■ Trecho fornecido
::::::
O globo, n. 31657, 09/04/2020. Especial Coronavírus, p. 9

 

Risco para indígenas

Daniel Biasetto

09/04/2020

 

 

Governo admite perigo com casos em três Estados

O Brasil já soma ao menos sete casos do novo coronavírus entre indígenas de quatro etnias diferentes espalhados por três estados da região Norte. Durante entrevista coletiva ontem, o ministro da Saúde, Luiz Henrique Mandetta, citou a contaminação de um adolescente ianomâmi e admitiu preocupação. O jovem, de 15 anos, deu entrada no Hospital Geral de Roraima no dia 3 de abril com Síndrome Respiratória Aguda Grave (SRAG) e está na UTI, em estado grave. Mandetta afirmou que o governo pode construir hospitais de campanha para as comunidades.

— Estamos analisando a possibilidade de fazermos um (hospital de campanha) para as comunidades indígenas. Hoje tivemos caso confirmado nos ianomami, o que muito nos preocupa. Temos feito retirada de pessoas de helicóptero para poder levar para centros de maior complexidade, procurado fazer isolamento, com toda a dificuldade que é de cultura, de explanação, de língua — disse o ministro.

Para tentar conter a disseminação do novo coronavírus entre os ianomâmi, 20 testes rápidos foram enviados para a Aldeia Rehebe, destino do adolescente após deixar o município de Alto Alegre (RR) por causa da suspensão das aulas. Lideranças indígenas denunciam que o assédio de garimpeiros complica ainda mais a situação dos ianomâmi. Cinco profissionais de saúde que tiveram contato com o adolescente já estão em isolamento, assim como as pessoas que estiveram com eles.
::::::
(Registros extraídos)

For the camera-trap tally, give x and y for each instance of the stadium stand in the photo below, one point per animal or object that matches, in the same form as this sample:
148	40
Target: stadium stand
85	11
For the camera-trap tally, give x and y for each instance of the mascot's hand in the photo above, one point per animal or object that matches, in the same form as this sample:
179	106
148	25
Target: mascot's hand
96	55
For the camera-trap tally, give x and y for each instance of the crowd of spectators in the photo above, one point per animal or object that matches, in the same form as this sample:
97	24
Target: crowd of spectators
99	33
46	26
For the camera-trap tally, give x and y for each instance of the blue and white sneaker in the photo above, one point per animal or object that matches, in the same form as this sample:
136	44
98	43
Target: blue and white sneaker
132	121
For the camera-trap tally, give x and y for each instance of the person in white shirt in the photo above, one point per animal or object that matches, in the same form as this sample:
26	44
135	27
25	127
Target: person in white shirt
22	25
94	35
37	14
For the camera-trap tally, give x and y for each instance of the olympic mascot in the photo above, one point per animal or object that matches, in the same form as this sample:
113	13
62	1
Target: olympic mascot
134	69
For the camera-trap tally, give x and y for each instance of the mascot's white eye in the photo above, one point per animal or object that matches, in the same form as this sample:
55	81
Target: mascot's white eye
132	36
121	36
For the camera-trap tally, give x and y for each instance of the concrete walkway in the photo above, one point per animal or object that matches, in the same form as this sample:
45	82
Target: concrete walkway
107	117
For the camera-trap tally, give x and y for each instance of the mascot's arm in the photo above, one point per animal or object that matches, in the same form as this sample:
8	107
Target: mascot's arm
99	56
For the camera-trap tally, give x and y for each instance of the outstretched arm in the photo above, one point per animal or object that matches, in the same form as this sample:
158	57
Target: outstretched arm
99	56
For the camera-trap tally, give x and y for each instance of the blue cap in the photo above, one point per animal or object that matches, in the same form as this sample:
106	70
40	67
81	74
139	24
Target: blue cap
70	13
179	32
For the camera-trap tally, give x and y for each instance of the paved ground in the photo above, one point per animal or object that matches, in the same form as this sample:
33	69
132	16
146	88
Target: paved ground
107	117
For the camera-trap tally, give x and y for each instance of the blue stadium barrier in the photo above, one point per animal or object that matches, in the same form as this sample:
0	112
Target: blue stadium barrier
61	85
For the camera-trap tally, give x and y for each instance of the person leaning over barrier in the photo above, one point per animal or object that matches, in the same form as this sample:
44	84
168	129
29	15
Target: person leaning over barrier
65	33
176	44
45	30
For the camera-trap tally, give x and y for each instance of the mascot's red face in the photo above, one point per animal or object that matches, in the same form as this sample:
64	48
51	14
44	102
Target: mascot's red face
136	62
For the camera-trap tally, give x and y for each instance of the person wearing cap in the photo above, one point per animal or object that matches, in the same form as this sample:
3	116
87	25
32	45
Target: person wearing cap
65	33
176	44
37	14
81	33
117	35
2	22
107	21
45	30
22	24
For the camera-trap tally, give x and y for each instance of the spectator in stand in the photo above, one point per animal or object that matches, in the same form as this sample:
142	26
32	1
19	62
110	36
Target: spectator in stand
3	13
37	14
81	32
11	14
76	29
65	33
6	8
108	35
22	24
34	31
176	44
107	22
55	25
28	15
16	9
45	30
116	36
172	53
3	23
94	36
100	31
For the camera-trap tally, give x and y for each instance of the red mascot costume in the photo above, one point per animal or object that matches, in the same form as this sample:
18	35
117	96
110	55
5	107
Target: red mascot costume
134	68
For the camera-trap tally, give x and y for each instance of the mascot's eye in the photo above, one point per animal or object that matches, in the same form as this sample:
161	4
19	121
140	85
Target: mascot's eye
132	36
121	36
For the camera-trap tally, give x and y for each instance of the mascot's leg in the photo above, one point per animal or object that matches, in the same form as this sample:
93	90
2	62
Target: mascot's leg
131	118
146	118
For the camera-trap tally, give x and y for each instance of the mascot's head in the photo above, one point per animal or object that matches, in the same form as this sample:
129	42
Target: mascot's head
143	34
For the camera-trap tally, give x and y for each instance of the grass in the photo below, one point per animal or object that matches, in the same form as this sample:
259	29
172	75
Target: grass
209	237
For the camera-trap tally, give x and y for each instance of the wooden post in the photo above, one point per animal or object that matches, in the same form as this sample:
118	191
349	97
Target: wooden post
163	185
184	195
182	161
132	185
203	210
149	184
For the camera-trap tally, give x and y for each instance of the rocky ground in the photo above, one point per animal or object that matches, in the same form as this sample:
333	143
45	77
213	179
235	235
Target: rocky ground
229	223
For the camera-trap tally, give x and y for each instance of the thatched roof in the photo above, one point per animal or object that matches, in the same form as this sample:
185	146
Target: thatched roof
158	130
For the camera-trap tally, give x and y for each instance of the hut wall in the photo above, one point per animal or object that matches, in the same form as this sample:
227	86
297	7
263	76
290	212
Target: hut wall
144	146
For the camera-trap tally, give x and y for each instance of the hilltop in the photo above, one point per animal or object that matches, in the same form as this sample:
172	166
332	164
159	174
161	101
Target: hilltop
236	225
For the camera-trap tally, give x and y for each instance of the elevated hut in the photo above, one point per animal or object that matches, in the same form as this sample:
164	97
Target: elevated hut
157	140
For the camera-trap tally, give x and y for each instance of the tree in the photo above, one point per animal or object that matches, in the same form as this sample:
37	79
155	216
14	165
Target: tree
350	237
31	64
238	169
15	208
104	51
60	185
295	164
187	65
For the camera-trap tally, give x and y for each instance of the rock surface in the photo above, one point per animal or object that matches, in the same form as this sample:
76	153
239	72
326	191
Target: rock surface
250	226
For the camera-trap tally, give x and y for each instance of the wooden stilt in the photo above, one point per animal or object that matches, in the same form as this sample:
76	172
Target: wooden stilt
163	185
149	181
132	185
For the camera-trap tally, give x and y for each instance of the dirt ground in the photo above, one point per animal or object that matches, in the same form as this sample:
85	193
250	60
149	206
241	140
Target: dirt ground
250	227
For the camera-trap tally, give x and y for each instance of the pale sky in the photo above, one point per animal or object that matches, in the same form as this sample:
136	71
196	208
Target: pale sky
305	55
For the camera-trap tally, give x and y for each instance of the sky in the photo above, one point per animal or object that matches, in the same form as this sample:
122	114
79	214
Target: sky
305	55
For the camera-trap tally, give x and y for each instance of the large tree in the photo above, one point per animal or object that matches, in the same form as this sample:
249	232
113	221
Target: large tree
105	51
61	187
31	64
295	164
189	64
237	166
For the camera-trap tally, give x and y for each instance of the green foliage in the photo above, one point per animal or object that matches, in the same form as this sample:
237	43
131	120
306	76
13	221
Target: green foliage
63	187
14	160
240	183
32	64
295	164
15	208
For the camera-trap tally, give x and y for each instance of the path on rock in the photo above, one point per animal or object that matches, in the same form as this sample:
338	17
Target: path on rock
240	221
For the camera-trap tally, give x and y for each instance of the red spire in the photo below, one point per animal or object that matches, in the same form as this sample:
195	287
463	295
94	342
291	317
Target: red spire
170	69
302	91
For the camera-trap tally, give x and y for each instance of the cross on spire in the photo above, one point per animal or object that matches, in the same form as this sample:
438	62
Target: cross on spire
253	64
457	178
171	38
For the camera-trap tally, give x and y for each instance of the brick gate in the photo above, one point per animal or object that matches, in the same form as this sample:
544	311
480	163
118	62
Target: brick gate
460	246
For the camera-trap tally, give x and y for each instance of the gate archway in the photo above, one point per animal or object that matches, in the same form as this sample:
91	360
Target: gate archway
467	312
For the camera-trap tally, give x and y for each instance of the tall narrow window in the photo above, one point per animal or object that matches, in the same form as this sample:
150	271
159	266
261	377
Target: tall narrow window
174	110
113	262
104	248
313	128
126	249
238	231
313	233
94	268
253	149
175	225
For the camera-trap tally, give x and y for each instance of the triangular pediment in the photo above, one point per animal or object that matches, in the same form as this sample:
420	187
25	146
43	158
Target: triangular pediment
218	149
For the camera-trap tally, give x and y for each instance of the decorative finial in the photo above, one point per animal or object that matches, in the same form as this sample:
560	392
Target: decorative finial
::::::
■ O que fazer
**a.** Liste as dificuldades que o ministro aponta, na reportagem sobre o coronavírus entre indígenas, ao falar do isolamento.
**b.** Reescreva o trecho da reportagem sobre o coronavírus entre indígenas que vai de "Para tentar conter" até "estiveram com eles.", trocando "testes rápidos" por "kits de diagnóstico".
**c.** Dê continuidade à reportagem sobre o coronavírus entre indígenas a partir do ponto em que ela termina.

■ Respostas
**a.** Cultura, explanação e língua.

**b.**
Para tentar conter a disseminação do novo coronavírus entre os ianomâmi, 20 kits de diagnóstico foram enviados para a Aldeia Rehebe, destino do adolescente após deixar o município de Alto Alegre (RR) por causa da suspensão das aulas. Lideranças indígenas denunciam que o assédio de garimpeiros complica ainda mais a situação dos ianomâmi. Cinco profissionais de saúde que tiveram contato com o adolescente já estão em isolamento, assim como as pessoas que estiveram com eles.

**c.**
Os outros casos de indígenas com a doença são de uma senhora borari, de 87 anos, que só teve o diagnóstico confirmado pela Secretaria de Saúde do Pará (Sespa) depois de ter sido sepultada, em Alter do Chão, distrito de Santarém (PA); um homem de 45 anos da etnia baré, em Manaus; e quatro pessoas da mesma família da etnia konama, em Santo Antônio do

Içá, no Amazonas.

Ao GLOBO, o Ministério Público Federal (MPF) confirmou que instaurou inquérito civil para apurar a morte da idosa em Alter do Chão. Familiares e lideranças indígenas locais denunciaram ao órgão que não houve notificação do caso como suspeito para o novo coronavírus. Por ser considerada uma guardiã da cultura regional, as cerimônias que marcaram seu funeral, no dia 20 de março, reuniram centenas de pessoas. O MPF deu 24 horas para a Secretaria Especial de Saúde Indígena (Sesai) e a Sespa prestarem esclarecimentos sobre o óbito e as medidas adotadas.

“Tal fato traz grande inquietação na população local, pois caso confirmado que a causa do óbito foi a Covid-19, o que poderia indicar transmissão para um grande número de pessoas que participaram do velório, com probabilidade de se iniciar um foco de transmissão comunitária”, diz trecho do documento que determina instauração de inquérito. Questionados pelo GLOBO, Sesai e Sespa não se manifestaram.

SUSPENSÃO DE NOMEAÇÃO

O MPF voltou a pedir à Justiça ontem a suspensão da nomeação do missionário Ricardo Lopes Dias para o cargo de coordenador-geral de Índios Isolados e de Recente Contato (CGIIRC) da Fundação Nacional do Índio (Funai). O primeiro pedido havia sido feito em fevereiro, antes da nomeação, mas a liminar foi negada.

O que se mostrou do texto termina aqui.